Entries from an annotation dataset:
******

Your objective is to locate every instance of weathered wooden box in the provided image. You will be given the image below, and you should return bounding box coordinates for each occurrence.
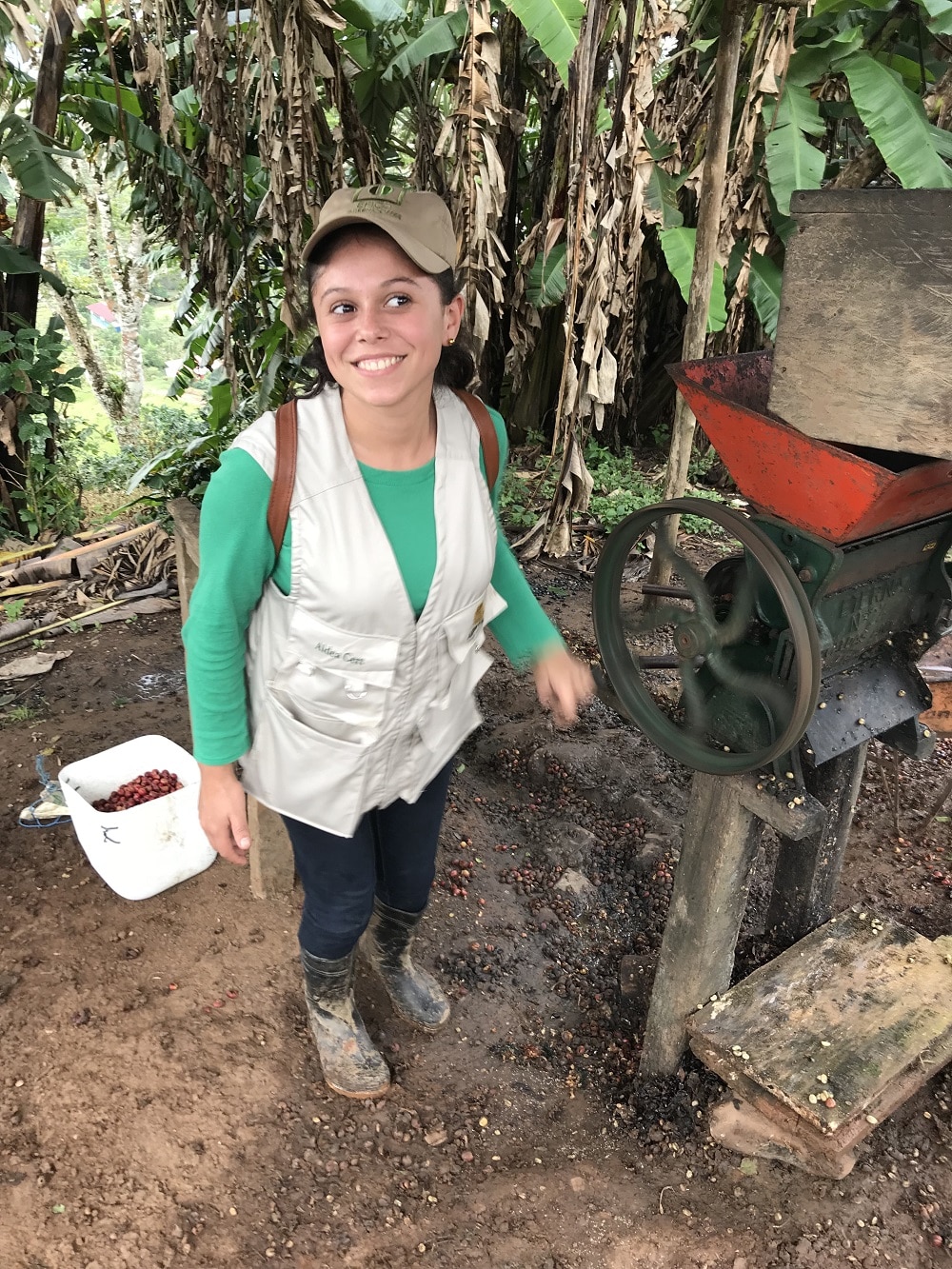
[688,908,952,1175]
[769,189,952,459]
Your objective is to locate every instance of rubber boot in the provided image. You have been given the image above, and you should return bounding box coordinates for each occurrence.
[301,948,389,1098]
[361,899,449,1030]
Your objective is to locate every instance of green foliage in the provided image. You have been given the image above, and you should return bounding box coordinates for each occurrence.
[0,111,76,202]
[499,462,559,533]
[0,704,43,727]
[69,405,205,491]
[506,0,585,84]
[126,380,258,504]
[764,84,826,216]
[841,53,952,189]
[747,251,783,339]
[0,319,83,538]
[526,243,567,308]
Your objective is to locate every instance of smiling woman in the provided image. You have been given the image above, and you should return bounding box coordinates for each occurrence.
[184,187,591,1098]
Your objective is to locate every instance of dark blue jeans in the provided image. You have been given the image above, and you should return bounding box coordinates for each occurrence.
[282,762,453,961]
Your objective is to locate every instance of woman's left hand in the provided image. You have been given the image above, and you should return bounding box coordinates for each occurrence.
[532,647,595,727]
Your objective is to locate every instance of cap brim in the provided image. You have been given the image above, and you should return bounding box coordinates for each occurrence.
[304,212,454,273]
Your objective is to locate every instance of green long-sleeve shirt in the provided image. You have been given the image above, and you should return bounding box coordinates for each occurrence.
[183,410,561,765]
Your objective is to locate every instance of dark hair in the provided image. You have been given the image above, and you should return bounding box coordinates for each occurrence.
[301,225,476,397]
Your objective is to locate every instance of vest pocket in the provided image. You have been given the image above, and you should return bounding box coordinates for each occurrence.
[269,609,400,744]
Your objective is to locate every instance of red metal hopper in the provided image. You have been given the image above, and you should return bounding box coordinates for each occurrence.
[667,353,952,545]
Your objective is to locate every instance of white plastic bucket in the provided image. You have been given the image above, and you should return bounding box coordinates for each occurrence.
[60,736,214,899]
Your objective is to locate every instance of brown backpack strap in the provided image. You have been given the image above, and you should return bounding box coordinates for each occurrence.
[268,388,499,559]
[453,388,499,494]
[268,401,297,560]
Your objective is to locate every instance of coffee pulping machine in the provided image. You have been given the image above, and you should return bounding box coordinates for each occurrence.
[593,190,952,1074]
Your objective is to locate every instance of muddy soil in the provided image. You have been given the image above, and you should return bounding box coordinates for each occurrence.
[0,568,952,1269]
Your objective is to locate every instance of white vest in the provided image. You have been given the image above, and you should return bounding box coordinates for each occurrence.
[235,387,506,836]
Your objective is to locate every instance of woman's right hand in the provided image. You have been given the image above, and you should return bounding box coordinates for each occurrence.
[198,763,251,865]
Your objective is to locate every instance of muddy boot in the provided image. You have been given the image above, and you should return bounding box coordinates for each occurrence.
[301,948,389,1098]
[361,899,449,1030]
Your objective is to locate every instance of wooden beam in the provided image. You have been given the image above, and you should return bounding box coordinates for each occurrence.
[639,771,762,1076]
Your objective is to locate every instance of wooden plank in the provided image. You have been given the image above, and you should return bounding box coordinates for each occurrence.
[769,189,952,458]
[766,743,868,946]
[167,498,199,625]
[688,908,952,1160]
[248,797,294,899]
[639,771,762,1075]
[167,498,294,899]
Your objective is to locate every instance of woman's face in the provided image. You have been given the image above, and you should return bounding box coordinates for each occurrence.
[311,235,464,410]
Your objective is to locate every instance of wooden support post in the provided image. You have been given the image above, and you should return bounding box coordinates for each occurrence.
[640,771,762,1076]
[168,498,294,899]
[766,744,867,946]
[248,797,294,899]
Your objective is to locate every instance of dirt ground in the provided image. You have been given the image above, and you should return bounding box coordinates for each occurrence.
[0,567,952,1269]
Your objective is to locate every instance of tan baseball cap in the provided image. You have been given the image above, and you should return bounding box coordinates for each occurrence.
[304,186,456,273]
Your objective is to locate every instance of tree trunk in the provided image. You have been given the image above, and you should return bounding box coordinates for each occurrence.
[651,0,745,585]
[7,0,72,327]
[0,0,72,533]
[96,196,149,445]
[53,268,122,441]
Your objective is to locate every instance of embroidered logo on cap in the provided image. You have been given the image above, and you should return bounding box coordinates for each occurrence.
[354,186,407,207]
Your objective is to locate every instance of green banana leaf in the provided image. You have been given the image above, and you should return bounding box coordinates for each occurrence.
[787,27,863,88]
[526,243,567,308]
[62,77,143,119]
[504,0,585,85]
[747,251,783,339]
[919,0,952,35]
[382,9,469,80]
[658,226,727,335]
[334,0,407,30]
[644,129,689,229]
[764,83,826,216]
[645,164,689,229]
[60,94,241,245]
[0,113,76,203]
[837,53,952,189]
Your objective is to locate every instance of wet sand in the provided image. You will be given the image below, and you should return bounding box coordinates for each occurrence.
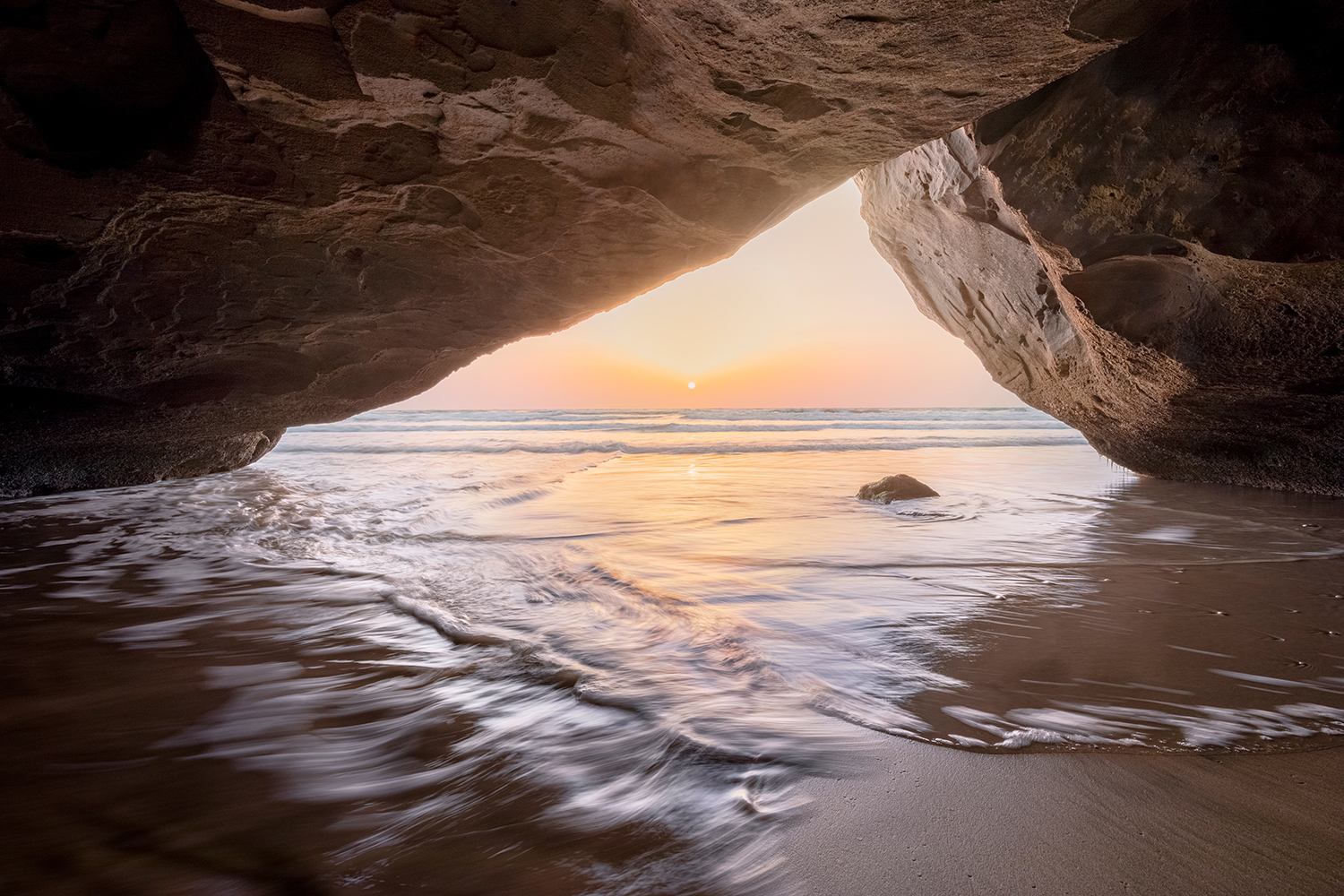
[787,735,1344,896]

******

(OBJECTIVE)
Reproduce verbatim the lines of the entries above, from the line containing "Your objective is to locate every instance of cap" through the line containing "[667,353,952,545]", with both of those lines included.

(OUTPUT)
Your objective is to locate every instance of cap brim in the provided image. You have been given the image above, and you should return bounding box coordinates for each occurrence.
[304,212,454,273]
Your objective is to locate every instance of green long-sleeve shirt in the provided image. You have been given the image above, and you should return bounding box coordinates for each occurrence.
[183,410,561,765]
Your objective is to locate every instance of dark hair in the provided image. You have been given the image above, and you should return bounding box coordinates for each occurrence.
[301,225,476,397]
Your objective is to locate every instance of vest pocket in the provided image. You have been given the image above, and you should return bounding box coordinates for each occurrence.
[269,609,400,744]
Your objective is to locate every instance of red metal hopper in the provided image. You have been given the image above, and you should return bounding box coordinates for each occurrence.
[667,353,952,545]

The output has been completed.